(WORK TO BE COMPLETED) Every record must be copied out exactly.

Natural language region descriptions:
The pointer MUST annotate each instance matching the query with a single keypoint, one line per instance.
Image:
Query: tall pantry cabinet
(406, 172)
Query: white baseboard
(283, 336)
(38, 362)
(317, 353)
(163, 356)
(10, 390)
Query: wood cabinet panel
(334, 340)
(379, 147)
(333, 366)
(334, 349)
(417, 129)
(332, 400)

(ANSWER SPACE)
The pointer MUST annotate each instance matching the query with a single keypoint, one line per instance.
Image:
Query: tall pantry cabinet
(406, 172)
Query: white baseboard
(283, 336)
(38, 362)
(317, 353)
(163, 356)
(10, 390)
Query: wood cabinet panel
(334, 340)
(379, 147)
(333, 366)
(334, 349)
(417, 129)
(332, 400)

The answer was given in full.